start Text excerpt
This does not mean that all aspects of church life will disappear. In any case the sheer momentum from the past is sufficient to carry the churches forward for quite some time into the future. It is within that time that the churches have to find their new role and mode of operation within the kind of the world we live in today. Robert Bellah, a sociologist with considerable theological expertise, wrote nearly 30 years ago in a book entitled Beyond Belief, ‘Each individual must be free to work our his/her own ultimate solutions. The most the church can do is to provide a favourable environment for doing so without imposing on him/her a prefabricated set of answers.’v

The role of the church is no longer to supply the answers to the questions of the meaning of life. It is rather to assist people to walk the path of faith and to find their own answers. This means the future role of the church is to be what may be called the Open Church. An Open Church welcomes all people, irrespective of race, ideology or creed. It is based on our common humanity and exists to provide for people mutual support, encouragement and spiritual nurture.
end Text excerpt
start Data lines
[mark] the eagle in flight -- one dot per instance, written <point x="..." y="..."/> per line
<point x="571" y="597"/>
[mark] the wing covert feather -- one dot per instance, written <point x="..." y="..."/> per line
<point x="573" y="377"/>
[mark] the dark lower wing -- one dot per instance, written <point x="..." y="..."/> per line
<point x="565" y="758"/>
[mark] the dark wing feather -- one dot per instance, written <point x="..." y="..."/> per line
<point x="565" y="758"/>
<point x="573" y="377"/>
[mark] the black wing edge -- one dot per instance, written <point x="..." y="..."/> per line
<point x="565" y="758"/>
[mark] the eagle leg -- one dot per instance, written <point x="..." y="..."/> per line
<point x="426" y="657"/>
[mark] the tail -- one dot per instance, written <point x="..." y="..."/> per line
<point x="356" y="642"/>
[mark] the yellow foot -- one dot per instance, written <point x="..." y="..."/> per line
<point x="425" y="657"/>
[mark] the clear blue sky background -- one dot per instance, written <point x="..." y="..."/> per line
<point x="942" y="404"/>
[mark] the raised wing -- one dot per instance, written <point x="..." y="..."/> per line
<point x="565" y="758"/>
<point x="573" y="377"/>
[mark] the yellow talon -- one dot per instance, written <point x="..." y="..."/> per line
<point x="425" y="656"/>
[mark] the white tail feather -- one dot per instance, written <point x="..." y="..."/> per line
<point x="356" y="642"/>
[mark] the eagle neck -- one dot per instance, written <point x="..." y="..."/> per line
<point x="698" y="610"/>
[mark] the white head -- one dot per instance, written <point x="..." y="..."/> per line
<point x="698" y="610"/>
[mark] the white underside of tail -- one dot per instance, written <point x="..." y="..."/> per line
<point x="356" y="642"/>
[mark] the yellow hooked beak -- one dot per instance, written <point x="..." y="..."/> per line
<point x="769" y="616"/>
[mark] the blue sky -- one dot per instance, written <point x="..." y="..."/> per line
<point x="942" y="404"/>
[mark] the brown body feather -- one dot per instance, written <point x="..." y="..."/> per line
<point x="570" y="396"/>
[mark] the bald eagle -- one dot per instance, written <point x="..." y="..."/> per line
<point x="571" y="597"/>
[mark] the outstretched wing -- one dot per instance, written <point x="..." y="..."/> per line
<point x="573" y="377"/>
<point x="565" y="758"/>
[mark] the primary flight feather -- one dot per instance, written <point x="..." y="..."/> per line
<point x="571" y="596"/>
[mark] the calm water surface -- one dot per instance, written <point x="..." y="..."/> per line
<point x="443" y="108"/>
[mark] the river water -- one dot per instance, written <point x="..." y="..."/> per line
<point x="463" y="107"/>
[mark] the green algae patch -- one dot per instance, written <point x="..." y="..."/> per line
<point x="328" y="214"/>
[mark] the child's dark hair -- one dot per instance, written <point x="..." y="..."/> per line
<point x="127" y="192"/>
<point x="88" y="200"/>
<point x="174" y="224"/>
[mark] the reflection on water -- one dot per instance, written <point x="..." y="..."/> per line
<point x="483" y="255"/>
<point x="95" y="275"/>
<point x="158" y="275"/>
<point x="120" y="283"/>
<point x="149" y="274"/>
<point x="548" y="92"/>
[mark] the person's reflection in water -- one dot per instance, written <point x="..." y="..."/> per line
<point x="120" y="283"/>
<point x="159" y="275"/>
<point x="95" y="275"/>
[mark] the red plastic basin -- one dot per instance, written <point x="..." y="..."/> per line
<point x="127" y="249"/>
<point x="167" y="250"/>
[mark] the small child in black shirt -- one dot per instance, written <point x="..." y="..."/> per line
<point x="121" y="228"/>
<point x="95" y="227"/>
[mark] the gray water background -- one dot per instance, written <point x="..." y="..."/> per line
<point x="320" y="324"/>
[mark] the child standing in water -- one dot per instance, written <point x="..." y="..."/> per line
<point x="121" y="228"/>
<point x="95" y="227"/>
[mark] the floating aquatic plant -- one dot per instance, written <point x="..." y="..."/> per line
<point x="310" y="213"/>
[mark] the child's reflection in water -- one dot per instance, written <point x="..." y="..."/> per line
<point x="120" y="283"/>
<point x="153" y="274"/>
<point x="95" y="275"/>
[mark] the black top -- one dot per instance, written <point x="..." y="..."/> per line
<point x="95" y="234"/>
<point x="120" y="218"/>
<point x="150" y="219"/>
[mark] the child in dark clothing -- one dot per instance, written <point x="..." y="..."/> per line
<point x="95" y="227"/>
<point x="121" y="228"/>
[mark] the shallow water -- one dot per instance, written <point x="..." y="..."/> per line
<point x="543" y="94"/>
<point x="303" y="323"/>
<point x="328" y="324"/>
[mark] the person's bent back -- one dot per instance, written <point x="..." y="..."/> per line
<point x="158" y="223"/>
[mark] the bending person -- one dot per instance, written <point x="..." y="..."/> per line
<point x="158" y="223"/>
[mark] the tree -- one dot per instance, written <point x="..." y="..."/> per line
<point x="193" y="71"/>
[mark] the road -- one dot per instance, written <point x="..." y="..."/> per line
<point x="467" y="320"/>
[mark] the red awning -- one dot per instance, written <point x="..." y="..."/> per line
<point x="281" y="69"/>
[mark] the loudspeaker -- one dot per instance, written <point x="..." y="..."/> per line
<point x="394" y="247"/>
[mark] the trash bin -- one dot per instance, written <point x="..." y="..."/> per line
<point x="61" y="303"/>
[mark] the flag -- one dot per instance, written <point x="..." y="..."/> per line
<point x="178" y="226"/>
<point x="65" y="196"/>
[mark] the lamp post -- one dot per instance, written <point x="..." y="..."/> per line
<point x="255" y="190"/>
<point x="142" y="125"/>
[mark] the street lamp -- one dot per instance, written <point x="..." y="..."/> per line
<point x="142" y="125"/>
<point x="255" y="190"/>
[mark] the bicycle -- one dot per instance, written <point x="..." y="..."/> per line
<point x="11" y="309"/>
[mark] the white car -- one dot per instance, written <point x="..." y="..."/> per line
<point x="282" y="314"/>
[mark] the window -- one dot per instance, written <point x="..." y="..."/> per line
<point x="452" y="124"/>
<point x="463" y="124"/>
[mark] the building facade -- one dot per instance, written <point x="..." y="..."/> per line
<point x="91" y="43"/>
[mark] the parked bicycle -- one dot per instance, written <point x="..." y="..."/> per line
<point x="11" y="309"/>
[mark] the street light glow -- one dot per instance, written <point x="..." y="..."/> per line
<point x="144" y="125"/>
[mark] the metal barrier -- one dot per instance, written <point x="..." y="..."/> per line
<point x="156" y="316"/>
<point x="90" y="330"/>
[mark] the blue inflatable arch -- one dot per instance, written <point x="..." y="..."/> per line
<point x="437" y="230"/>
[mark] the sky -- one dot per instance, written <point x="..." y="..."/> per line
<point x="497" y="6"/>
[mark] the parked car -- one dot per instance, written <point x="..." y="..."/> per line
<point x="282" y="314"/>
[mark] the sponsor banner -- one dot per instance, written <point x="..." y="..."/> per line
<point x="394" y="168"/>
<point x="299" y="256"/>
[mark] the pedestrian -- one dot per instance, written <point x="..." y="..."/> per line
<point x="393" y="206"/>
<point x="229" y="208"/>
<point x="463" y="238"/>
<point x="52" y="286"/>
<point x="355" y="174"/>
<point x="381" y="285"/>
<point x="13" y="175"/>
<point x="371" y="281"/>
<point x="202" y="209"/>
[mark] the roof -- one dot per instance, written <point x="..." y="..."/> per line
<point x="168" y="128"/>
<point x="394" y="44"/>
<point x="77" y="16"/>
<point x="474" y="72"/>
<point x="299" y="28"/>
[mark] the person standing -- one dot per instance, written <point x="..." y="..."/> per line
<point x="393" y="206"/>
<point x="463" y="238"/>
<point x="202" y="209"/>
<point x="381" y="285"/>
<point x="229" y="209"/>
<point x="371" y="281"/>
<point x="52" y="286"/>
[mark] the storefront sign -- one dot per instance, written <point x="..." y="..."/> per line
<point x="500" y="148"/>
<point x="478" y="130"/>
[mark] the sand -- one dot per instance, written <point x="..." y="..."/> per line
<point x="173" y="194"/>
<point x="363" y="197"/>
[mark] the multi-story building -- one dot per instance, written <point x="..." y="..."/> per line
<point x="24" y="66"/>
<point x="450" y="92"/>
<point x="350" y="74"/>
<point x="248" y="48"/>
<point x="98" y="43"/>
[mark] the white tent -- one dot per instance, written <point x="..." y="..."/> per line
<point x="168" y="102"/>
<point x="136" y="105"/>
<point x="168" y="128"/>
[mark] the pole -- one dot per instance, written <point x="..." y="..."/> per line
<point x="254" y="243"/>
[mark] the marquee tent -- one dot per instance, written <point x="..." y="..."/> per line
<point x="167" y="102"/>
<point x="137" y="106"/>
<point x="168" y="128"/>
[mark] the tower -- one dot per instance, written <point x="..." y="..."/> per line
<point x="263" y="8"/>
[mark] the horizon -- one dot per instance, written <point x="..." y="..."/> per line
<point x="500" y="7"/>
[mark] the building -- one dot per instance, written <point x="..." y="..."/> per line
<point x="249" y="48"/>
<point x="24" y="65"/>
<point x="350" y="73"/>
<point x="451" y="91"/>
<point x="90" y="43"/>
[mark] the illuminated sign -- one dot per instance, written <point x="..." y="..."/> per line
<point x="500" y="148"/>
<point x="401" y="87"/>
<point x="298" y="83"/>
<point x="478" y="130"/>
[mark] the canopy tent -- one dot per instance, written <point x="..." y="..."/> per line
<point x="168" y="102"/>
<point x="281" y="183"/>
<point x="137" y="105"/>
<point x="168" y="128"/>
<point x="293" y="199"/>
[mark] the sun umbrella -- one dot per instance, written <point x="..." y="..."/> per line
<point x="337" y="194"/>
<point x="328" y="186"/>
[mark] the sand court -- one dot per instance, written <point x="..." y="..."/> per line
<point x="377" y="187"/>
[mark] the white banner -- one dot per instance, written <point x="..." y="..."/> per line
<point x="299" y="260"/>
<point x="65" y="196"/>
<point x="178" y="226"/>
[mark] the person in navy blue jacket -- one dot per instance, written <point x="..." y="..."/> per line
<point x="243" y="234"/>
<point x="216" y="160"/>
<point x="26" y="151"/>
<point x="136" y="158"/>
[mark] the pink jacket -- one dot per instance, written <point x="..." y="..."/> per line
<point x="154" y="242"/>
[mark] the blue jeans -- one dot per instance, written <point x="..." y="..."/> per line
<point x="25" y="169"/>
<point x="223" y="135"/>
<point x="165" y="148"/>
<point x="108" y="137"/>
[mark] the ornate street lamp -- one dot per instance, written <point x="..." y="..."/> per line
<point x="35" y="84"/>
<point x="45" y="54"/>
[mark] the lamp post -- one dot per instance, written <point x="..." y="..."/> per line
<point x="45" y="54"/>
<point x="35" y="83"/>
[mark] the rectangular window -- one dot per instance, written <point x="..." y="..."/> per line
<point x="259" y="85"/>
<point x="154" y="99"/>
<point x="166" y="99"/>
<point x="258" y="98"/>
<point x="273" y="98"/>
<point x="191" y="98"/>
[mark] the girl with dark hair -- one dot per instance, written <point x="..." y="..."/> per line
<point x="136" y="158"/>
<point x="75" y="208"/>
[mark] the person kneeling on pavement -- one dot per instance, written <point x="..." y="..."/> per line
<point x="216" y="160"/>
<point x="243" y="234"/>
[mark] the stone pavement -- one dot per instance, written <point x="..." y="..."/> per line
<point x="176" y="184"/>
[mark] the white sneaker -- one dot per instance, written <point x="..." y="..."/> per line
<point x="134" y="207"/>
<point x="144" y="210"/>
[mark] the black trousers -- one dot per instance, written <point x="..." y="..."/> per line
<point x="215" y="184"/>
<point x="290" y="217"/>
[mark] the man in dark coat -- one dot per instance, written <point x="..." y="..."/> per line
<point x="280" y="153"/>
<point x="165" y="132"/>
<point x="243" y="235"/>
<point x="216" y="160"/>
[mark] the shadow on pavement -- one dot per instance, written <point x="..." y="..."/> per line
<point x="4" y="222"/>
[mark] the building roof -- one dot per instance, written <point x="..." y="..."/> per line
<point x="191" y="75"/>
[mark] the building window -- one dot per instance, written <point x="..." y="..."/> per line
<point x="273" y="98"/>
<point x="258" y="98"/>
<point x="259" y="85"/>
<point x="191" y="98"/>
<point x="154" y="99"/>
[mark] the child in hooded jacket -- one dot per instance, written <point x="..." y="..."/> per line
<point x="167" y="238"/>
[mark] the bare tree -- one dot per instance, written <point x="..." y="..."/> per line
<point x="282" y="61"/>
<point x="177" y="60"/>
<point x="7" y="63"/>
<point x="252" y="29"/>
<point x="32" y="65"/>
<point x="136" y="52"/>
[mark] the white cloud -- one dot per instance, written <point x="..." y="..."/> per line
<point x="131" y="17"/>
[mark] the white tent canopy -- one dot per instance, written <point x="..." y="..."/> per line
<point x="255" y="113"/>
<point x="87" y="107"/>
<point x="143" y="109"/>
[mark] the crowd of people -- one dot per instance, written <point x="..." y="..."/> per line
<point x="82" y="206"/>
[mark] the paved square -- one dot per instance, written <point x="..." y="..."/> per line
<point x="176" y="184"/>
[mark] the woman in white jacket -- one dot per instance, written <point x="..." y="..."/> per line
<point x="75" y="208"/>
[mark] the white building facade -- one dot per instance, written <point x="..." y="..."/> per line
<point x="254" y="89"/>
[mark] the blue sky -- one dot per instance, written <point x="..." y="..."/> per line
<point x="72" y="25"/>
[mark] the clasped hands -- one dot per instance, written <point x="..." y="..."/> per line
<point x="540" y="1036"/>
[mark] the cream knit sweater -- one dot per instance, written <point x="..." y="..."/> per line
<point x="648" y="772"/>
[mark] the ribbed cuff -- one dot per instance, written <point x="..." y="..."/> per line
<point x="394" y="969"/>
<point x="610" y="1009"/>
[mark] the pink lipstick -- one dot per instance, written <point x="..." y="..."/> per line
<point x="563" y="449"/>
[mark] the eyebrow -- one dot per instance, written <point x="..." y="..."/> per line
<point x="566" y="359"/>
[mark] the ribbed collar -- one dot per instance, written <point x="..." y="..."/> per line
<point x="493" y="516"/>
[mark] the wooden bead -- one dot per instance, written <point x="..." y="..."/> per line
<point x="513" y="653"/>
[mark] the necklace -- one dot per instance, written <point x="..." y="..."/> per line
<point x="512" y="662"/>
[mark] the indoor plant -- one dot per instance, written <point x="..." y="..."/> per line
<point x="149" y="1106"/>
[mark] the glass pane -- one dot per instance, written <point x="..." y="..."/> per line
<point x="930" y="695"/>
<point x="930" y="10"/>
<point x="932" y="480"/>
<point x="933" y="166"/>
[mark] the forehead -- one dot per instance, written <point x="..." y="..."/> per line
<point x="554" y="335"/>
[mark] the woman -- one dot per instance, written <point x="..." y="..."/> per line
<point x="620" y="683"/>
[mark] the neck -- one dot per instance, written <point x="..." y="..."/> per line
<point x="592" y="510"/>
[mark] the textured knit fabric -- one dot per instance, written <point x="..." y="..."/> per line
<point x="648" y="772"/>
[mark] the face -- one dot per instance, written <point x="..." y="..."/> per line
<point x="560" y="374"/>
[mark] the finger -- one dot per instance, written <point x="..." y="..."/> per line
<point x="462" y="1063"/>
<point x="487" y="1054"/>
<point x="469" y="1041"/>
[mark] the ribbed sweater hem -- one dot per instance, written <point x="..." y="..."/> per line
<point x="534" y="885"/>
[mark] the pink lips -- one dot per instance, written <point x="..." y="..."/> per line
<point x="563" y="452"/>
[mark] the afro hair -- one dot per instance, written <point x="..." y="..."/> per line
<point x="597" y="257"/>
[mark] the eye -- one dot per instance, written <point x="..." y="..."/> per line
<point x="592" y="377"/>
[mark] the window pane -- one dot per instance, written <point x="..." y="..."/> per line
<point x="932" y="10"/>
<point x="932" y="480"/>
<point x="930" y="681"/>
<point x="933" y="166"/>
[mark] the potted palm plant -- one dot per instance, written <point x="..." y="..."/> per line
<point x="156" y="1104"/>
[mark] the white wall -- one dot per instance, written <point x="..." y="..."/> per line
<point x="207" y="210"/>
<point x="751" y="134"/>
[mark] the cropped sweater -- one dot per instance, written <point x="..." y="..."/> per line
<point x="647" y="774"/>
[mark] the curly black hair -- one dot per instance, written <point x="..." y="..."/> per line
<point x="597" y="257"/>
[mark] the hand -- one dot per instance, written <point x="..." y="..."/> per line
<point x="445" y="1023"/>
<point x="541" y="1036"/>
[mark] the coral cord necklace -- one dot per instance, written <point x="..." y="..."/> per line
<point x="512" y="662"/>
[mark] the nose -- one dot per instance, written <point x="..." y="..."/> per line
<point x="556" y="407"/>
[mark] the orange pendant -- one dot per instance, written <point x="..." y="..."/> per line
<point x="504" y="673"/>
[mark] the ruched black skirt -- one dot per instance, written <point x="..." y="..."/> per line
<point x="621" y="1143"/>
end Data lines
* **To be done**:
(1) Reproduce word for word the stretch of the passage on the church's future role from "The role of" through "and spiritual nurture.".
(2) In the passage on the church's future role, what does an Open Church exist to provide for people? List each item.
(3) Write what comes next in the passage on the church's future role, picking up after its final sentence.

* **Answers for this exercise**:
(1)
The role of the church is no longer to supply the answers to the questions of the meaning of life. It is rather to assist people to walk the path of faith and to find their own answers. This means the future role of the church is to be what may be called the Open Church. An Open Church welcomes all people, irrespective of race, ideology or creed. It is based on our common humanity and exists to provide for people mutual support, encouragement and spiritual nurture.

(2)
mutual support
encouragement
spiritual nurture

(3)
An Open Church does not exist to compete with other paths of faith, to proselytize and make all people Christian. We do well to remember the harsh criticism Jesus is said to have delivered to the proselytizers of his day - ‘You traverse sea and land to make a single proselyte, and then make him twice as much a child of hell as yourselves’. An Open Church is Christian only to the extent that it has not deliberately cut itself off from the Christian heritage of the past, but continues to draw upon it for inspiration and guidance. But the Open Church is also free to draw from other religious traditions including humanism.

And what of the priesthood or ordained ministry in the Open Church? It is noticeable that the role of the Christian ministry has already begun to show significant change. Many clergy now see their role as non-directive counsellors rather than as authoritative prescribers of the path we are to walk in. In the Open Church there will still be a valuable role to be played by people who have special gifts and training as teachers, advisers, facilitators and resource persons. But the Open Church will not be ruled or dominated by a priesthood, as in the past. In so far as some kind of orderly organization is necessary it will operate democratically. Ever since the Protestant Reformation church life has been moving steadily towards the democratic model. The time is now past for authority to be exerted from above, as in Roman Catholic, Episcopal and even Presbyterian Churches.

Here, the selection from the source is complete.